======== Data to use

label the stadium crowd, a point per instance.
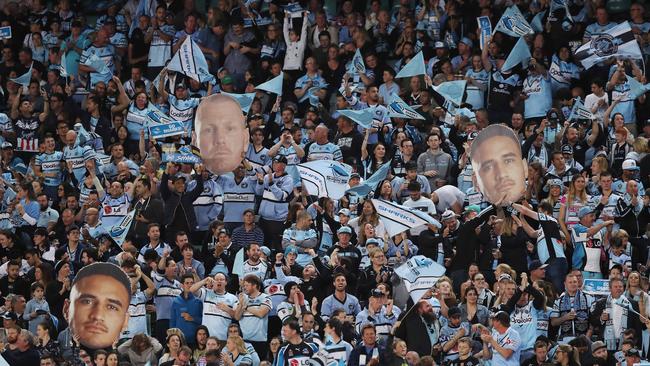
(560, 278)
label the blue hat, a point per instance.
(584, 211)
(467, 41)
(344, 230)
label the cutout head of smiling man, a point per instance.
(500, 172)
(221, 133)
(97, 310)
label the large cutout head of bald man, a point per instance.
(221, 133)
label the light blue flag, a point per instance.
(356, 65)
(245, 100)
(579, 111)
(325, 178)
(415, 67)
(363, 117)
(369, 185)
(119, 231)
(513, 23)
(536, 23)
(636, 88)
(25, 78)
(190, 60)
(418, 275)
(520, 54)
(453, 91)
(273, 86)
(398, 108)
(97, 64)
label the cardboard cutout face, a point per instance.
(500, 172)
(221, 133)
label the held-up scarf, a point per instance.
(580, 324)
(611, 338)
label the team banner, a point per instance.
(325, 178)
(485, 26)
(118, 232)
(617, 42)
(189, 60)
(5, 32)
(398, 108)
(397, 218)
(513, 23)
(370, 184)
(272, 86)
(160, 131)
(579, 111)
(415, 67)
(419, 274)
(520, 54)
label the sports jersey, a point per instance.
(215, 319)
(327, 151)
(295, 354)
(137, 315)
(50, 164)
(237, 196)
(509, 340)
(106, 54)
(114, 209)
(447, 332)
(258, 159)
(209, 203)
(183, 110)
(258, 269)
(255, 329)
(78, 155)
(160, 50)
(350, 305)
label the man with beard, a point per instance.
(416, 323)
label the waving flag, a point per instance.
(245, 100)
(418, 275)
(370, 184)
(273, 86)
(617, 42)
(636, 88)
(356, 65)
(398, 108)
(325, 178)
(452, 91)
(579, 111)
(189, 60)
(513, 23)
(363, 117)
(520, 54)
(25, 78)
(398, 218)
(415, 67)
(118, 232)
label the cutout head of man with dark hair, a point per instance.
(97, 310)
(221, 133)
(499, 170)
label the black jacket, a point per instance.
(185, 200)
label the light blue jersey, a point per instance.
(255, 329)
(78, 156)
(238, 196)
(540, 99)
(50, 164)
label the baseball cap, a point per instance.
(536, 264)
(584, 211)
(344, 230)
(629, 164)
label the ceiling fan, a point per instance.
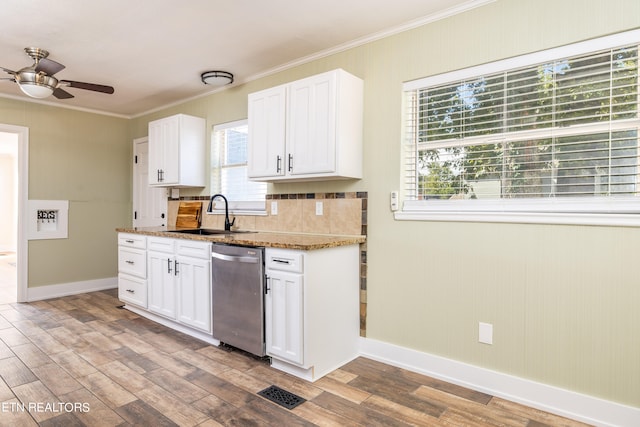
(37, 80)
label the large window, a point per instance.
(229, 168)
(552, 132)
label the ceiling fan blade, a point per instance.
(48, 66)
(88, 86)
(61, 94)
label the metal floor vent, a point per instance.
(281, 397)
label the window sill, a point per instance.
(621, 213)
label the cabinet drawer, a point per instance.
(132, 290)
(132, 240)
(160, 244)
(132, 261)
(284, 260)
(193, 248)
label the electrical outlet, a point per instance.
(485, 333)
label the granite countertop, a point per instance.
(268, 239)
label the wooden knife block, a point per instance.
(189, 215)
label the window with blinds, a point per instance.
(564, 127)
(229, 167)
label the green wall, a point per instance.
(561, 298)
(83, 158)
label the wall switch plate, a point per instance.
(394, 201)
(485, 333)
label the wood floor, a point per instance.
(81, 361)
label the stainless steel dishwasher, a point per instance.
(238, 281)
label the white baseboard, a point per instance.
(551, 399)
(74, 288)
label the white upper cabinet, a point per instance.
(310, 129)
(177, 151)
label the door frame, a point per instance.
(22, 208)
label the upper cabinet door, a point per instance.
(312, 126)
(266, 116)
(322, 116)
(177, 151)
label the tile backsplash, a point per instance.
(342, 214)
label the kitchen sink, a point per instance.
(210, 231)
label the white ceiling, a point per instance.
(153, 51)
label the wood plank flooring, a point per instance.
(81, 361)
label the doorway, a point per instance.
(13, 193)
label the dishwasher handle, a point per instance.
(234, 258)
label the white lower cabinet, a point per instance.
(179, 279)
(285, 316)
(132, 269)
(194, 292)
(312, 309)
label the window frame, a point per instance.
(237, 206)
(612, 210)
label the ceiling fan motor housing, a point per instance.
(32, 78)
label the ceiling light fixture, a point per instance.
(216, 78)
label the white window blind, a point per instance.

================

Short problem.
Reproduce the stretch from the line containing "label the doorway, a point per instance." through the end of the entries, including each labeling request, and offset every coordinate value in the answers by adding 5.

Result of the exercise.
label the doorway, a point per instance.
(18, 198)
label the dishwasher handle, a point per instance.
(239, 263)
label the white lower cabinet, a point per instance.
(184, 284)
(290, 321)
(137, 274)
(199, 297)
(317, 314)
label the window frame, a point per instance.
(242, 211)
(617, 215)
label the ceiling fan motor housing, a point per instance.
(37, 83)
label the ceiling light fixture, a point per instance.
(221, 83)
label the white window blind, a point per instance.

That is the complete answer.